* What to do
For the data below, give again exactly the lines from the one containing "the electric pole." through the one containing "the yellow wall.", both ends included, and no others.

* Task input
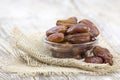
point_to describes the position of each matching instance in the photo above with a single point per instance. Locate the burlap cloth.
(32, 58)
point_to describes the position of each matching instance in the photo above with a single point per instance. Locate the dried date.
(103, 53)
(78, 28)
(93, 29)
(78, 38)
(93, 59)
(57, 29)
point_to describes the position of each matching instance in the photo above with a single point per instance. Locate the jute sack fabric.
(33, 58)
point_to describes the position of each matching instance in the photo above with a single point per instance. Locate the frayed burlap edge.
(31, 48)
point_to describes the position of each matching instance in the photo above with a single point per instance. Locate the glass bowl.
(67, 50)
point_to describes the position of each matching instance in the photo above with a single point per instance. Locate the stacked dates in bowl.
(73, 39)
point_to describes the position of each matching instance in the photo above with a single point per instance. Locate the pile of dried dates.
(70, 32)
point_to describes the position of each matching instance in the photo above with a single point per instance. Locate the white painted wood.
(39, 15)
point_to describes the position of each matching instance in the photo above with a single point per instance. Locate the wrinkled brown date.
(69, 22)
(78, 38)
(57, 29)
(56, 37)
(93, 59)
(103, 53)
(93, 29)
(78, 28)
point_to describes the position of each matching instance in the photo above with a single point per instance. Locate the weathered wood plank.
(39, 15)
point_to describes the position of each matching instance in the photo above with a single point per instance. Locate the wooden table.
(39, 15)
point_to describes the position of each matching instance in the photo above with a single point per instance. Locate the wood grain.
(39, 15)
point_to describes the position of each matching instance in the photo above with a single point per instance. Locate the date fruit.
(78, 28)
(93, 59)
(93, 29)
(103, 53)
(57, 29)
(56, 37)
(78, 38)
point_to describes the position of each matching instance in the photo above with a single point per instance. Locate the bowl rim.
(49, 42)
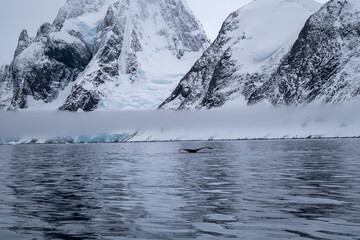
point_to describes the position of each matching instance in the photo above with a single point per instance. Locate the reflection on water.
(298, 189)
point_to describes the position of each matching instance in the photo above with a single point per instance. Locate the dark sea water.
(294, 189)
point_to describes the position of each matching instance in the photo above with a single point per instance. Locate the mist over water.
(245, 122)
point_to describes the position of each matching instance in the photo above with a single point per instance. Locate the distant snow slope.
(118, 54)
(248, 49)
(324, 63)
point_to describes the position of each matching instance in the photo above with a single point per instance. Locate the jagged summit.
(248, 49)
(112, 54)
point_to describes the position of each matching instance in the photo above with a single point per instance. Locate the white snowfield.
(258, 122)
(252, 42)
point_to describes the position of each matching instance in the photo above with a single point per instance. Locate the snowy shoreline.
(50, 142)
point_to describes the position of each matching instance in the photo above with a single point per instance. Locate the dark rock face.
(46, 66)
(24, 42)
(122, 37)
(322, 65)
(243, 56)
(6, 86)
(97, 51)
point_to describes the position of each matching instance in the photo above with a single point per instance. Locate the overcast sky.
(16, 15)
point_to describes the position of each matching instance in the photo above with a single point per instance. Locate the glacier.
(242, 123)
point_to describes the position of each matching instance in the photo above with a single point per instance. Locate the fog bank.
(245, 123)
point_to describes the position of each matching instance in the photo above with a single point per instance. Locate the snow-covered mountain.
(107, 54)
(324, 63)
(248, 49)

==

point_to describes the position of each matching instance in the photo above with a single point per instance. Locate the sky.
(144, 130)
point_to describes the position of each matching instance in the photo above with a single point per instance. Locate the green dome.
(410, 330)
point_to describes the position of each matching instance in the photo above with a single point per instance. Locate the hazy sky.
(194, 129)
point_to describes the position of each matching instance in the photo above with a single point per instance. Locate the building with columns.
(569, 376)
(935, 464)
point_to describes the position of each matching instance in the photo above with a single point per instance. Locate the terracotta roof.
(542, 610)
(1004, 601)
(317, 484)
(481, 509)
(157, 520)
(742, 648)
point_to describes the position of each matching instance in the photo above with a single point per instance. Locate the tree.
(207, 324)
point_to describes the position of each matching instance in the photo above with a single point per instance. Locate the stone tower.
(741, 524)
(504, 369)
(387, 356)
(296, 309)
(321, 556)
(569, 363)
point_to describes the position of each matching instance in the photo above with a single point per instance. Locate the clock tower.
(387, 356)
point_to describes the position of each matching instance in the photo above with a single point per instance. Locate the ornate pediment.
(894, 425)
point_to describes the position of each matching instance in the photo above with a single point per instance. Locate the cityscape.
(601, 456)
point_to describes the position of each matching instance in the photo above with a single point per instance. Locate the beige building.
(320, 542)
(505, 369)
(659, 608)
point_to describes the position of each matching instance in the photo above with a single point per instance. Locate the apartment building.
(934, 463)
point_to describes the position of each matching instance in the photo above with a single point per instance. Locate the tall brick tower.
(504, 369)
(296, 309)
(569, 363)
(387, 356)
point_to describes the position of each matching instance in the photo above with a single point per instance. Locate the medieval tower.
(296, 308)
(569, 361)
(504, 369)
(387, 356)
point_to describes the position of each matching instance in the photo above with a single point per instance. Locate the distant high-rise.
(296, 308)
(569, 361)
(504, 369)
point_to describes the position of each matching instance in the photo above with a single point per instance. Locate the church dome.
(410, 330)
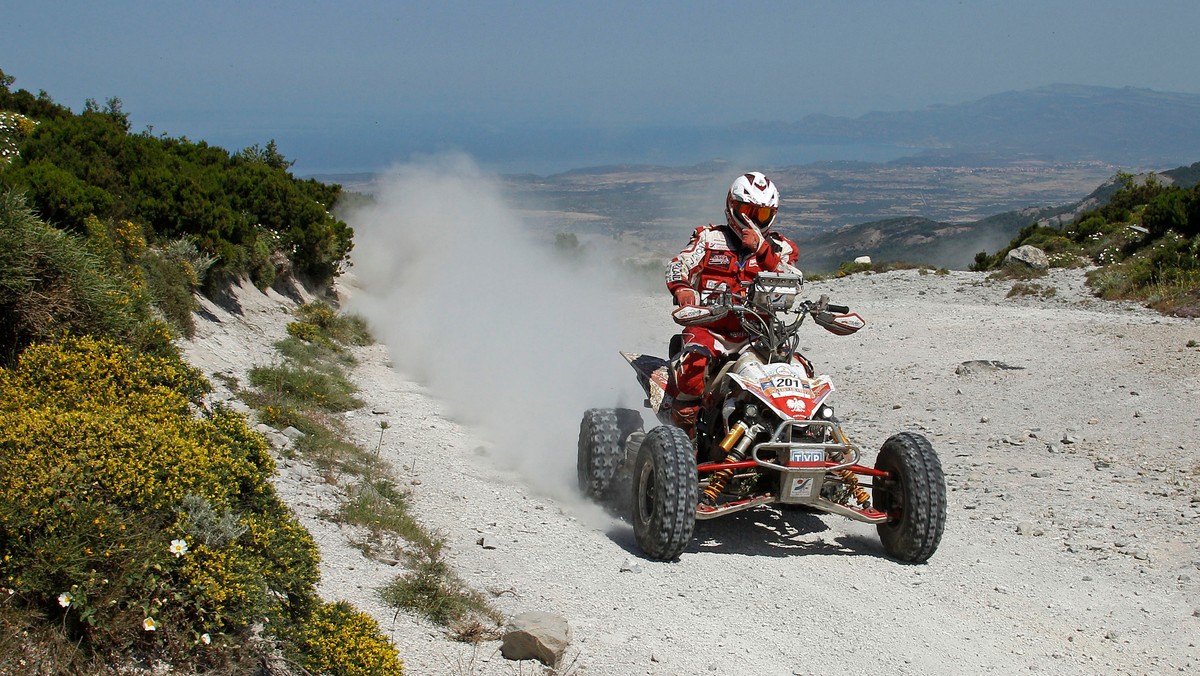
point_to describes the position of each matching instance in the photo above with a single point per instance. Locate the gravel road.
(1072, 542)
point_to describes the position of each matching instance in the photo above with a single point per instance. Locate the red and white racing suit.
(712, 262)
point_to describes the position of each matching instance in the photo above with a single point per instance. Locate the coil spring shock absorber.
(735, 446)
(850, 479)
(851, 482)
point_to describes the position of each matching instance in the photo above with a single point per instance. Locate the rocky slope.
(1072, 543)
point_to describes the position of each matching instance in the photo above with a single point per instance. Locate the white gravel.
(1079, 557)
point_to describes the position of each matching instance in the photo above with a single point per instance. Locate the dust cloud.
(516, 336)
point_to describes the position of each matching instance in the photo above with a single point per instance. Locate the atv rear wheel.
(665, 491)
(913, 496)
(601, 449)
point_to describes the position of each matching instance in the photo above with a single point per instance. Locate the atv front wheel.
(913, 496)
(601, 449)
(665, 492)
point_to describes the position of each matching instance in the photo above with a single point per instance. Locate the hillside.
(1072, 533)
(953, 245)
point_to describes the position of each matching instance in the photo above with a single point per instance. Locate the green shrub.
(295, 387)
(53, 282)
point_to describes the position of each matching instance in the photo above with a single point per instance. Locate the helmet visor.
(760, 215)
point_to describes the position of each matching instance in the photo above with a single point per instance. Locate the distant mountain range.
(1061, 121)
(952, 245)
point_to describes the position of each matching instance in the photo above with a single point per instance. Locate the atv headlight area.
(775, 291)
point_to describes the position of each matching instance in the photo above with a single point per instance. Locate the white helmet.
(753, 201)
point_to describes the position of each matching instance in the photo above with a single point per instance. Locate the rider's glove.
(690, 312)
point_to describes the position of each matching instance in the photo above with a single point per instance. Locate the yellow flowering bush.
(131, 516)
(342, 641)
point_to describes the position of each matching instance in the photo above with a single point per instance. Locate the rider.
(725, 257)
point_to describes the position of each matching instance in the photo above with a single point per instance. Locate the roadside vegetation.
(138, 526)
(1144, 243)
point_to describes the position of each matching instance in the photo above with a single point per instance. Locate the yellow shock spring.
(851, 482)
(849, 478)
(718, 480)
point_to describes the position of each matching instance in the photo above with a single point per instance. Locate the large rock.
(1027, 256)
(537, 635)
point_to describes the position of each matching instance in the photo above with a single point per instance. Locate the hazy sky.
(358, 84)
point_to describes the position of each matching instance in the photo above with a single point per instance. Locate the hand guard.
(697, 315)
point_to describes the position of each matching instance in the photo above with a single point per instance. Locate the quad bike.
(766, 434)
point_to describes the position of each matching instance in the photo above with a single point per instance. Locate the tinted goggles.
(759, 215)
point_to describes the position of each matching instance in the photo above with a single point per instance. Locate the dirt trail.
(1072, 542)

==

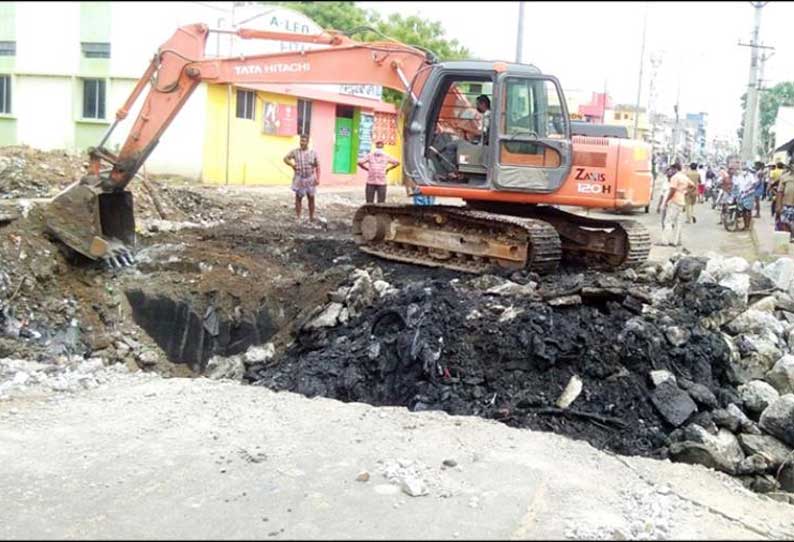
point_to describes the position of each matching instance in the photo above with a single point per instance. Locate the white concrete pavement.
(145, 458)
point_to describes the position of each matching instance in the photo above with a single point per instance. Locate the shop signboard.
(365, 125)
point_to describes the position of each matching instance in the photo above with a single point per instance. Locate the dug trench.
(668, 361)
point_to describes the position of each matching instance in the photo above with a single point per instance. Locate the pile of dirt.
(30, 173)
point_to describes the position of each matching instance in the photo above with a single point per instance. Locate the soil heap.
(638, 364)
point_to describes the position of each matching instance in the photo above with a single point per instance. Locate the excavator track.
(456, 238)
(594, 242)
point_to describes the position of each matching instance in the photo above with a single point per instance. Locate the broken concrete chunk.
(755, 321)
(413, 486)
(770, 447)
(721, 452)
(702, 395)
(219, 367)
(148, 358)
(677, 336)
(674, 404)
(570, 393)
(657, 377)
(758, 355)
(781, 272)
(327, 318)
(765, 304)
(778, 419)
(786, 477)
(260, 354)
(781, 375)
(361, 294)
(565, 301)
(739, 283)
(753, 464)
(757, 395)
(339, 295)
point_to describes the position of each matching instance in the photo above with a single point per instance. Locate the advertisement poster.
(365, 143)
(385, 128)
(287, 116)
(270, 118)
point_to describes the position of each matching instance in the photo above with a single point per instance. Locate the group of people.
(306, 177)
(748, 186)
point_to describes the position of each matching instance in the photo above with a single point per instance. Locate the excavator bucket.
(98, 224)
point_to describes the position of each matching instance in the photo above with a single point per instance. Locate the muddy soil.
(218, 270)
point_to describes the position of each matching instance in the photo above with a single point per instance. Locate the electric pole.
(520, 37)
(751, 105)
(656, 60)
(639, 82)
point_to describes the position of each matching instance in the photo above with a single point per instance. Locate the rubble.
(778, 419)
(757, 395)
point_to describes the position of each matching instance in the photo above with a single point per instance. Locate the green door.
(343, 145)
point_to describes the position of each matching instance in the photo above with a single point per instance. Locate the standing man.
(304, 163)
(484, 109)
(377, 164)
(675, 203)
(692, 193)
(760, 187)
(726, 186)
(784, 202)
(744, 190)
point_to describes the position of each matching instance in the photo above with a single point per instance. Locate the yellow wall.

* Expected answer
point_to describes the position of each matching instance in the photo above with a single point per instance. Locate the electric pole.
(520, 37)
(751, 105)
(656, 60)
(639, 82)
point_to describes the position of each matching instance in the photo above with a single point per instance. Locate the rubble.
(778, 419)
(757, 395)
point_to describes the position of each matching instance in the photo above with a single point per instance. Locate the green door.
(343, 145)
point_to describes the position of each matching instance in the photo above with a single point per instance. Locate the standing man.
(304, 163)
(484, 109)
(377, 164)
(675, 203)
(692, 193)
(760, 187)
(726, 186)
(784, 202)
(744, 190)
point_to describes the position of each matching instance in the photo above with a single point per instance. Locate the yellow wall.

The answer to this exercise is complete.